## O que fazer
Extraia do texto sobre positivismo e sociologia tudo o que vai desde "Discípulo genial de" até "em linhas gerais.", sem alterar nada.

Mas Comte e seus discípulos criaram um sistema “científico” voltado a conciliar o inconciliável: a Luta de Classes. Olvidando totalmente a existência concreta de interesses antagônicos na Sociedade Burguesa, a Luta de Classes, busca integrar a todos em torno do ideal ou meta burguesa – “integralismo”, por sinal, tem esta raiz... –; crescendo por etapas ou degraus seria possível chegar-se a uma precisão “científica”, não filosófica, acerca da sociedade e do ser do homem. Os positivistas contemporâneos, que já percebem as falhas do positivismo clássico, mantêm suas mesmas raízes, suas mesmas motivações – “conciliar Capital e Trabalho”, “que os ricos sejam mais ricos para que, através deles os pobres sejam menos pobres”, e outras idiotices só críveis porque repetidas em altos brados e ad nauseam...
Durkheim e “As Regras...”
Discípulo genial de Comte, Émile Durkheim sistematizou algumas de suas idéias e foi o primeiro a usar efetivamente a expressão “Sociologia” para referir-se ao estudo em pauta, que seu mestre ainda chamava de “Física Social”.
O que é fato social? Tudo o que é coletivo, exterior ao indivíduo e coercitivo, em linhas gerais.

## Linhas do conjunto
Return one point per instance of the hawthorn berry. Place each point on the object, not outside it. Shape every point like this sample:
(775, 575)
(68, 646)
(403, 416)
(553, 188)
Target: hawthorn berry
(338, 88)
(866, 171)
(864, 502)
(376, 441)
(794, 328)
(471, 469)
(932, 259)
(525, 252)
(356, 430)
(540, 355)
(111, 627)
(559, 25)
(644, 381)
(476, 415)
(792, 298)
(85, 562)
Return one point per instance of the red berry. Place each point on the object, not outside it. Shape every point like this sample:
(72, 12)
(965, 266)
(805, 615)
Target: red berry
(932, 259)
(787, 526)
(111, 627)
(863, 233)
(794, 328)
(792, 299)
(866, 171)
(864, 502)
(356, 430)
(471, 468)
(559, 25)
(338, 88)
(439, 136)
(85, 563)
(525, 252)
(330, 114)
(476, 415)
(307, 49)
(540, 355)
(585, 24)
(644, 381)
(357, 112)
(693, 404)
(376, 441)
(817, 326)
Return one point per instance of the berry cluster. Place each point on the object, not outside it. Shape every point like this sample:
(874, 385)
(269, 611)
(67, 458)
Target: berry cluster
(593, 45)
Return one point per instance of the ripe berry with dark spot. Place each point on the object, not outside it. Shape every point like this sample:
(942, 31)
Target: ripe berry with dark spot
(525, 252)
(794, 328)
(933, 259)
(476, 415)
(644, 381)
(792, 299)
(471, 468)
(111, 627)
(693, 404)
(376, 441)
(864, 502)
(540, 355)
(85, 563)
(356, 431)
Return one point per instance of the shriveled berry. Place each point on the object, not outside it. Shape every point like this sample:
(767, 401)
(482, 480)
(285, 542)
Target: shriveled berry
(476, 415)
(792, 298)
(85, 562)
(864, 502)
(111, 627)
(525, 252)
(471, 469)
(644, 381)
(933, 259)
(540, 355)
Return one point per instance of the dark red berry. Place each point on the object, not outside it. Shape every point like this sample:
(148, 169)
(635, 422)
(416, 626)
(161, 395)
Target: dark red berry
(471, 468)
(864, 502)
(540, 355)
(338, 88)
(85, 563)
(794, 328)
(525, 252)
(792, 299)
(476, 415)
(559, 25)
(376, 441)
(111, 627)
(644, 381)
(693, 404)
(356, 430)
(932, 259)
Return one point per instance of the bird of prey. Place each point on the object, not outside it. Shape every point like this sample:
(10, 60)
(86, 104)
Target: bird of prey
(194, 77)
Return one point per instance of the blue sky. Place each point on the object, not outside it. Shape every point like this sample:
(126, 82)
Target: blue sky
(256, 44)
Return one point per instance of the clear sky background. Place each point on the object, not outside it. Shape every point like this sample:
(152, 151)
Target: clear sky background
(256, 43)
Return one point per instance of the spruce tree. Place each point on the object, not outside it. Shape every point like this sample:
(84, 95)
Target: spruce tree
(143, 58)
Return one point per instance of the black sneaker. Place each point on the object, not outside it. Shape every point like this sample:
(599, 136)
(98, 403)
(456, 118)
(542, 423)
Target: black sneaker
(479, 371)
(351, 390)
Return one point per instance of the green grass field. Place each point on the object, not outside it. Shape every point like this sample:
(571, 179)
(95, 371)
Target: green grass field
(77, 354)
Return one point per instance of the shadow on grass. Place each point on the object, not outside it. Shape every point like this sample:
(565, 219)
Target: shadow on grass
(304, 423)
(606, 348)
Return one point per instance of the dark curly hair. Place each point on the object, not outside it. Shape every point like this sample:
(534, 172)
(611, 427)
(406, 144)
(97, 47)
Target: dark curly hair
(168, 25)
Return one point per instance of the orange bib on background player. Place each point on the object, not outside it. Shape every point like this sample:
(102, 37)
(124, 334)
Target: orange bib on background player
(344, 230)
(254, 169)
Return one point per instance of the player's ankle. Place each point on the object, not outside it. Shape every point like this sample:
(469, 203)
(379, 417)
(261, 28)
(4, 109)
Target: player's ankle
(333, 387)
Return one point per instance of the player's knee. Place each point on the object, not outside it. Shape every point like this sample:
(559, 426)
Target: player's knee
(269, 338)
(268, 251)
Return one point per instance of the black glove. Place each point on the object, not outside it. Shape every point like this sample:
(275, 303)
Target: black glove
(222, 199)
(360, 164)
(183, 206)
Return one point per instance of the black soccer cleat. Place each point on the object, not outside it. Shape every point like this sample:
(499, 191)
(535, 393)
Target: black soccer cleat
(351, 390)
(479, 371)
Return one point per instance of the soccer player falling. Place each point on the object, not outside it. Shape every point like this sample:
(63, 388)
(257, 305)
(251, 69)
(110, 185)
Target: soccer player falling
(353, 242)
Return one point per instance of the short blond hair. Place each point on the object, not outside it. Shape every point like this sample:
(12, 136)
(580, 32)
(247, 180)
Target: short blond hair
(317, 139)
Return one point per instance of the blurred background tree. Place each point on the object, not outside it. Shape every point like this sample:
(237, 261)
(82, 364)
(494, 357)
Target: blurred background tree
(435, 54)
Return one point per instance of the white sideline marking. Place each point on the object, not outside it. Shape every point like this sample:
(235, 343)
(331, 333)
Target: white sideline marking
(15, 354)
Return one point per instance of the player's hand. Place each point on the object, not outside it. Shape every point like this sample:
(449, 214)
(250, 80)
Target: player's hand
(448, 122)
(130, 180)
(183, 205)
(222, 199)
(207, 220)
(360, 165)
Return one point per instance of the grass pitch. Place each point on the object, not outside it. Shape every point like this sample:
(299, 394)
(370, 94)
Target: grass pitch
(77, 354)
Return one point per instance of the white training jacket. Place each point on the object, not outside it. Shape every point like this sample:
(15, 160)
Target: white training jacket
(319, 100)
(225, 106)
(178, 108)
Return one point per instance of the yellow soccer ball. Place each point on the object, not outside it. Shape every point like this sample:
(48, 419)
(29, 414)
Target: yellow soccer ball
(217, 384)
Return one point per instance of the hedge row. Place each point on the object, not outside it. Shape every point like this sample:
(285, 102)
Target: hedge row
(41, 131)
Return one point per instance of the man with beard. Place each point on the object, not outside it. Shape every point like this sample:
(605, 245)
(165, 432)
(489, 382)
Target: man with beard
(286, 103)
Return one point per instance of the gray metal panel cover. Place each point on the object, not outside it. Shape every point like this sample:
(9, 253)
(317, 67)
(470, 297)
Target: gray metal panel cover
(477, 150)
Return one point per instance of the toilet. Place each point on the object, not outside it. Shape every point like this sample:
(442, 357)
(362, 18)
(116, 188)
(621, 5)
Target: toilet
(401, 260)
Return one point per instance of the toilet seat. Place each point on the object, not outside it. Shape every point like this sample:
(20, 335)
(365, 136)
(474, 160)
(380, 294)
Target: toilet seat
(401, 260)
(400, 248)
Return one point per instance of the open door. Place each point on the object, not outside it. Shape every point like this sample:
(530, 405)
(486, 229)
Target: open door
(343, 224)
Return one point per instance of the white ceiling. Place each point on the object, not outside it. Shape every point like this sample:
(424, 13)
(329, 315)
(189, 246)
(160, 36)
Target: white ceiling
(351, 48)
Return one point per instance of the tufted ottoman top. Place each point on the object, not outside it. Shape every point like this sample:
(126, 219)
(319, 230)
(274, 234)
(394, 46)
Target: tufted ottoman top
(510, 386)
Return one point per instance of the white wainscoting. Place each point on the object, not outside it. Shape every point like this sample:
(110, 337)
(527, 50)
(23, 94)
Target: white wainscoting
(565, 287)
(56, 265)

## Exercício concluído
Discípulo genial de Comte, Émile Durkheim sistematizou algumas de suas idéias e foi o primeiro a usar efetivamente a expressão “Sociologia” para referir-se ao estudo em pauta, que seu mestre ainda chamava de “Física Social”.
O que é fato social? Tudo o que é coletivo, exterior ao indivíduo e coercitivo, em linhas gerais.